§ Texto extraído
________________________

Estamos viviendo un atropello a las instituciones y a la libertad de expresión inéditos desde el retorno de la democracia. Esto acontece junto a una transferencia de recursos a los sectores más concentrados de la economía, despidos y represión. Medidas tomadas por un núcleo político que llegó al gobierno con un discurso de tono evangélico, la promesa de hacer honor a la República y terminar con la pobreza. Para este escenario, no existe adjetivo más aplicable que el cinismo. Según el diccionario, se trata de “actitud de la persona que miente con descaro y defiende o practica de forma descarada, impúdica y deshonesta algo que merece general desaprobación”. El cinismo es el signo de la perversión generalizada que propone el capitalismo salvaje a nivel global, una miseria que por vaciar a la palabra de todo peso y contenido compromete a la práctica psicoanalítica. El cinismo enferma, socava la capacidad referencial del lenguaje, por lo que el interlocutor comienza por quedar descolocado para terminar descreyendo de sí mismo. No se trata de la ironía propia de la mayéutica socrática que propicia la novedad y quiebra los estereotipos, sino de la maniobra que sustrae al interlocutor su capacidad de discernir. Al consultorio suelen llegar muchas personas atormentadas por este ejercicio de poder enloquecedor. El cinismo corrompe el lenguaje, que es la trama del lazo social.

Lacan encontró en El capital la mejor ilustración de esta perspectiva. En su seminario cita un pasaje del capítulo “Producción de la plusvalía absoluta”1 donde Marx introduce dicha cuestión mediante un relato “en que deja la palabra al interesado, es decir, al capitalista. Le deja justificar su posición por lo que es el tema en ese momento, a saber, el servicio que le da al hombre que solo tiene para su trabajo un instrumento rudimentario, su garlopa (cepillo), por el hecho, de poner a su disposición el torno y la fresadora, gracias a lo cual el otro podrá hacer maravillas, intercambio de buenos e incluso leales servicios. Marx concede todo el tiempo para que esta defensa, que no parece más que el discurso más honesto, se explaye, y entonces señala que este personaje fantasmal con el que se enfrenta, el capitalista, ríe”2. Según Lacan, este exceso que irrumpe en la risa del capitalista constituye la esencia de la plusvalía, afirmación tras la cual le lee a su auditorio la respuesta que Marx profiere a su imaginario interlocutor:

“Sigue hablando, mi buen apóstol – dice Marx al capitalista –. Préstale el servicio, según entiendes, de poner a disposición del trabajador los recursos que posees. Pero el trabajo que le pagarás por lo que él fabrique con el torno y la fresadora, no se lo pagarás más caro que lo que él hacía con la garlopa. Mediante su garlopa, él se aseguraba su subsistencia.”

________________________

§ Material de origen
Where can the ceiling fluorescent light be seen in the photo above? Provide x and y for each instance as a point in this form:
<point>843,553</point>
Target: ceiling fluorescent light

________________________

§ Consigna A
Enumera todas las herramientas de trabajo que se nombran en el texto sobre el cinismo.
§ Consigna B
De acuerdo con el texto sobre el cinismo, ¿por qué el cinismo compromete la práctica psicoanalítica? Responde en una a tres oraciones.
§ Consigna C
Prolonga el texto sobre el cinismo a partir de su última oración.
Los datos son un material independiente del texto.

§ Respuesta escrita A
La garlopa (cepillo), el torno y la fresadora.

§ Respuesta escrita B
El cinismo compromete la práctica psicoanalítica porque vacía a la palabra de todo peso y contenido.

§ Respuesta escrita C
El esfuerzo del ser hablante está signado por un exceso de valor, un remanente más allá de las necesidades inmediatas del día o, incluso, del ciclo vital que le corresponde al individuo de la especie. De acuerdo a quién se apropia de este plus será la suerte del sujeto. Es aquí donde trabajo, símbolo y lenguaje confluyen para denotar esta particularidad en torno a la cual se suscita el drama humano. En efecto, al igual que la cínica risa del capitalista, las instancias más crueles del aparato psíquico suelen apropiarse de esa satisfacción, de ese plus de goce. Así, el mandato ético que orienta la práctica del psicoanálisis no puede estar ajeno al vaciamiento que un régimen autoritario pretende imponer sobre la palabra.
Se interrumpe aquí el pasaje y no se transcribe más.